1. Un trolley en fuite est sur le point de renverser cinq personnes qui marchent sur les rails. Un cheminot se tient à côté d’un interrupteur qui peut faire tourner le trolley sur une voie latérale, tuant une personne, mais permettant aux cinq personnes de survivre. Actionner l’interrupteur est ______.
2. Vous passez à côté d’un petit enfant qui se noie dans un étang peu profond et vous êtes la seule personne aux alentours. Si vous ramassez l’enfant, elle survivra et votre pantalon sera ruiné. Ramasser l’enfant est _______.
3. Cinq personnes viennent d’être transportées d’urgence dans un hôpital en soins intensifs, chacune ayant besoin d’un organe pour survivre. Il n’y a pas assez de temps pour demander des organes à l’extérieur de l’hôpital. Il y a cependant une personne en bonne santé dans la salle d’attente de l’hôpital
. Si le chirurgien prélève les organes de cette personne, elle mourra mais les cinq personnes en soins intensifs survivront. Prélever les organes de la personne en bonne santé est _______.
Si vous avez jugé le cas 1 comme admissible, le cas 2 comme obligatoire et le cas 3 comme interdit, alors vous êtes comme les 1500 sujets du monde entier qui ont répondu à ces dilemmes sur notre test de sens moral en ligne . Si l’on considère que la moralité est la parole de Dieu
, les athées devraient juger ces cas différemment des personnes ayant des antécédents et des croyances religieuses, et lorsqu’on leur demande de justifier leurs réponses, ils devraient avancer des explications différentes. Par exemple, étant donné que les athées n’ont pas de boussole morale, ils devraient suivre leur pur intérêt personnel et passer à côté du bébé qui se noie. Les résultats montrent quelque chose de complètement différent. Il n’y a pas de différence statistiquement significative entre les sujets avec ou sans antécédents religieux. Environ 90 % des sujets disent qu’il est permis d’actionner l’interrupteur du wagon, 97 % qu’il est obligatoire de sauver le bébé et 97 % qu’il est interdit de prélever les organes de l’homme sain. . Lorsqu’on leur demande de justifier pourquoi certains cas sont permis et d’autres interdits, les sujets sont soit désemparés, soit proposent des explications qui ne peuvent rendre compte des différences de jeu. Il est important de noter que les personnes ayant un passé religieux sont aussi désemparées ou incohérentes que les athées.
Ces études commencent à apporter un soutien empirique à l’idée que, comme d’autres facultés psychologiques de l’esprit, notamment le langage et les mathématiques, nous sommes dotés d’une faculté morale qui guide nos jugements intuitifs du bien et du mal, en interagissant de manière intéressante avec la culture locale. Ces intuitions reflètent le résultat de millions d’années pendant lesquelles nos ancêtres ont vécu en tant que mammifères sociaux, et font partie de notre héritage commun, au même titre que nos pouces opposables.
Ces faits sont incompatibles avec l’histoire de la création divine. Nos intuitions évoluées ne nous donnent pas nécessairement les réponses justes ou cohérentes aux dilemmes moraux. Ce qui était bon pour nos ancêtres n’est peut-être pas bon pour l’ensemble des êtres humains aujourd’hui, et encore moins pour notre planète et tous les autres êtres qui y vivent. Mais les idées sur l’évolution du paysage moral ne sont pas issues de la religion, mais d’une réflexion approfondie sur l’humanité et sur ce que nous considérons comme une vie bien vécue. À cet égard, il est important que nous soyons conscients de l’ensemble universel d’intuitions morales afin de pouvoir y réfléchir et, si nous le souhaitons, agir en contradiction avec elles. Nous pouvons le faire sans blasphémer, car c’est notre propre nature, et non Dieu, qui est la source de la moralité de notre espèce. Espérons que les gouvernements qui assimilent la moralité à la religion nous écoutent.

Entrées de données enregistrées
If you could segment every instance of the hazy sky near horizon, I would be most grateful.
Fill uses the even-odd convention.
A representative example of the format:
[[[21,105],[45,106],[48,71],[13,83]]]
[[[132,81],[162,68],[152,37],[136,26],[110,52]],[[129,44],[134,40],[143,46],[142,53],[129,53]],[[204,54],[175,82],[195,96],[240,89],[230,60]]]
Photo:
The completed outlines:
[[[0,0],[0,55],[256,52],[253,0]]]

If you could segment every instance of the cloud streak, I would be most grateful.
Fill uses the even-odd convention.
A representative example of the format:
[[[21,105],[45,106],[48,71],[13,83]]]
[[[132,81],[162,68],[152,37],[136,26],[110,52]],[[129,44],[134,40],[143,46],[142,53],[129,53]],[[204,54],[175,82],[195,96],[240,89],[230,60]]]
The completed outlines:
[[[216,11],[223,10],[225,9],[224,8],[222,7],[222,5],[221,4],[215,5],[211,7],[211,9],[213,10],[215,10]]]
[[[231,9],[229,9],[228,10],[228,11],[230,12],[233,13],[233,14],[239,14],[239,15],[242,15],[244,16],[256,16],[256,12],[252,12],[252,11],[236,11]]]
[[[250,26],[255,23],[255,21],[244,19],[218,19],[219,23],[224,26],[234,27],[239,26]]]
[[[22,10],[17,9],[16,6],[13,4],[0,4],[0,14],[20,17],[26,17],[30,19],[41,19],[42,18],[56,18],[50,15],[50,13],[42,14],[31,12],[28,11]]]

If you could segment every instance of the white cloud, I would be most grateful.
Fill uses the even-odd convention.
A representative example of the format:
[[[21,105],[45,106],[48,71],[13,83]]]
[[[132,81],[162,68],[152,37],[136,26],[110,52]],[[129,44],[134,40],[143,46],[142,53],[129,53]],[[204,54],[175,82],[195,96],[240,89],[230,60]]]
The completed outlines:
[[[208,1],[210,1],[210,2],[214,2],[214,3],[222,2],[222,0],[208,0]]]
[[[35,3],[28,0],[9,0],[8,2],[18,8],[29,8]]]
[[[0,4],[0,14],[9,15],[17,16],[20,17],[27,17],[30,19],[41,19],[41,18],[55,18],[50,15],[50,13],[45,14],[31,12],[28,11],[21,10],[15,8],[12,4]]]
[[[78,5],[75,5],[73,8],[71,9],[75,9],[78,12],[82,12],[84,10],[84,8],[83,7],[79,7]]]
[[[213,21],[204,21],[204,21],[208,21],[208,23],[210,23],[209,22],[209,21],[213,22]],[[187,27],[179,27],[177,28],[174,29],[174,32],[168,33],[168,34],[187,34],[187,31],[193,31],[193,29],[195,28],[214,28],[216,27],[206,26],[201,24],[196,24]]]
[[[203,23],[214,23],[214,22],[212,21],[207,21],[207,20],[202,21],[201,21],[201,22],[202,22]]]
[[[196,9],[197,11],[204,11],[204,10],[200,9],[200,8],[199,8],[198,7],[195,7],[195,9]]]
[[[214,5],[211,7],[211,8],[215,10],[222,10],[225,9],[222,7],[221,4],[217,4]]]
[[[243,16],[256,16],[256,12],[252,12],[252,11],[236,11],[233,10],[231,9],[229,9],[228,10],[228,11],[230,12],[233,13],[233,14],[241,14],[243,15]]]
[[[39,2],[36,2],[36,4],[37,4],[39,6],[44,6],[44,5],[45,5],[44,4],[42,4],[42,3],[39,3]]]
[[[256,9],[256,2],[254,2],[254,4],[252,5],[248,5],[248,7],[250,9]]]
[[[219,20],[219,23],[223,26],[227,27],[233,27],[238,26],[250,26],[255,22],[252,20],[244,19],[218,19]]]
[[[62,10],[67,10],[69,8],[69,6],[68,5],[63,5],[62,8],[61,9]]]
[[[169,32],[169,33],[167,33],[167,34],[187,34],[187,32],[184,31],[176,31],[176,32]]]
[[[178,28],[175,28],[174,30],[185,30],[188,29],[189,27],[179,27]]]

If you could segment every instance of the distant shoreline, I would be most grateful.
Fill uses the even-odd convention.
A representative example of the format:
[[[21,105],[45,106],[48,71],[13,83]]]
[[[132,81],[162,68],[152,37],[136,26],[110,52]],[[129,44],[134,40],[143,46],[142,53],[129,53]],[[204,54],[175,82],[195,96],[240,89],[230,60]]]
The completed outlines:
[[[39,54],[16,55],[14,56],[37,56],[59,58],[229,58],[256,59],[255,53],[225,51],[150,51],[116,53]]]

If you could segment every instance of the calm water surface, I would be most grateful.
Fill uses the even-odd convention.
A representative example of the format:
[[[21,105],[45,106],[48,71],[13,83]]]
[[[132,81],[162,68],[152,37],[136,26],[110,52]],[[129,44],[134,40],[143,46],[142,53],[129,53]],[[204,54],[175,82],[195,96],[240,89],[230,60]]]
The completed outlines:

■ **CONSIGNE**
Recopiez mot pour mot le passage du texte sur les dilemmes moraux qui commence par « Ces études commencent » et se termine par « nos pouces opposables. ».

■ **RÉPONSE**
Ces études commencent à apporter un soutien empirique à l’idée que, comme d’autres facultés psychologiques de l’esprit, notamment le langage et les mathématiques, nous sommes dotés d’une faculté morale qui guide nos jugements intuitifs du bien et du mal, en interagissant de manière intéressante avec la culture locale. Ces intuitions reflètent le résultat de millions d’années pendant lesquelles nos ancêtres ont vécu en tant que mammifères sociaux, et font partie de notre héritage commun, au même titre que nos pouces opposables.